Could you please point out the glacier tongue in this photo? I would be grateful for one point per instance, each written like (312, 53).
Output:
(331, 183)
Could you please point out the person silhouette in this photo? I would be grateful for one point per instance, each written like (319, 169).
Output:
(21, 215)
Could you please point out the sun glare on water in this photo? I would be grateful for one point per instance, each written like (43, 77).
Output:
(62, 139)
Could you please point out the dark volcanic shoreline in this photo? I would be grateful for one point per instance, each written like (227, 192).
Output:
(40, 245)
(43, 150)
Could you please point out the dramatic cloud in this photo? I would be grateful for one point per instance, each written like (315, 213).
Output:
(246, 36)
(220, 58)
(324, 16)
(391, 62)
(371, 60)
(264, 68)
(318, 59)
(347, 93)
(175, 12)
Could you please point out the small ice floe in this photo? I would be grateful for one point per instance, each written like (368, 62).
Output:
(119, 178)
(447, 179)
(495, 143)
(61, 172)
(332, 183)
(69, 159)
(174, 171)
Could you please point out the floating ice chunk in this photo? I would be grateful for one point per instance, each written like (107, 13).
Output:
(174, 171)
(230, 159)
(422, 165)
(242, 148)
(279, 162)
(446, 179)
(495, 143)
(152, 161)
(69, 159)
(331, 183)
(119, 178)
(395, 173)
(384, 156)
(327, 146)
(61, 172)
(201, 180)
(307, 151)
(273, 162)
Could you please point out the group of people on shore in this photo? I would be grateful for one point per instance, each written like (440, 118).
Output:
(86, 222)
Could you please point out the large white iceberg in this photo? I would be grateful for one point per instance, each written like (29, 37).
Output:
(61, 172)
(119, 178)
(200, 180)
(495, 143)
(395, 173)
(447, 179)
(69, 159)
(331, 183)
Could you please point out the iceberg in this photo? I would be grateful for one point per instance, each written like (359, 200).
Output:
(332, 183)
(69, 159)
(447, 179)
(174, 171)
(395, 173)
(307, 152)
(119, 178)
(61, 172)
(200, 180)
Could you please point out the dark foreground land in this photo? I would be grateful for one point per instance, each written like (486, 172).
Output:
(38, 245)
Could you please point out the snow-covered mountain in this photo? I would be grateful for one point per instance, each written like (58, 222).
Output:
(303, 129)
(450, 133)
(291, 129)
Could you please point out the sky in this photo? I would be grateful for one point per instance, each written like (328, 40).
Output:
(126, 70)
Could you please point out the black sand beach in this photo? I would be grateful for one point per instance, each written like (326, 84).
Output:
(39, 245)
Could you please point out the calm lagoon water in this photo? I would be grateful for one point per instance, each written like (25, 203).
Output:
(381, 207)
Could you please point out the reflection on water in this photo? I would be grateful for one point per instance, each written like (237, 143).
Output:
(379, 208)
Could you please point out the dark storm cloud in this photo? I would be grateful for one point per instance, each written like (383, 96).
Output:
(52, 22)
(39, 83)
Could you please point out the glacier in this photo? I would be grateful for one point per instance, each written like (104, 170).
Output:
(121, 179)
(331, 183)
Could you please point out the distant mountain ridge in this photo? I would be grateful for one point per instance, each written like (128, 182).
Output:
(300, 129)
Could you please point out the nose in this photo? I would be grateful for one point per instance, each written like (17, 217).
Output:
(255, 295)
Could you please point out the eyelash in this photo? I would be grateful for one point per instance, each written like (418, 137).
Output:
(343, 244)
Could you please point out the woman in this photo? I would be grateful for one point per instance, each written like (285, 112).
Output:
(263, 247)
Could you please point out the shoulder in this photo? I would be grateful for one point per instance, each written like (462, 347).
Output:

^^^^^^^^^^^^^^^^

→ **Work order**:
Return, word for word, every line from the top of the entries down to the line that holds "Could you please point out the dramatic", both included.

→ **Your solution**:
Could you please point out the glacier tongue in this photo? I would be grateful for one point per instance, each written like (312, 53).
Output:
(331, 183)
Could you please point out the person silhouette in this photo? I would be grateful for one point per instance, each written like (319, 169).
Output:
(21, 215)
Could you please point out the sun glare on water in this photo? I would be grateful for one point per instance, each written like (43, 77).
Output:
(62, 139)
Could you please point out the dark volcanic shoreline in this photo? I would be grateful for one point per instance, each written like (227, 192).
Output:
(40, 245)
(43, 150)
Could you please point out the dramatic cloud in this photo? I would be grateful for one point per instance, each written like (315, 213).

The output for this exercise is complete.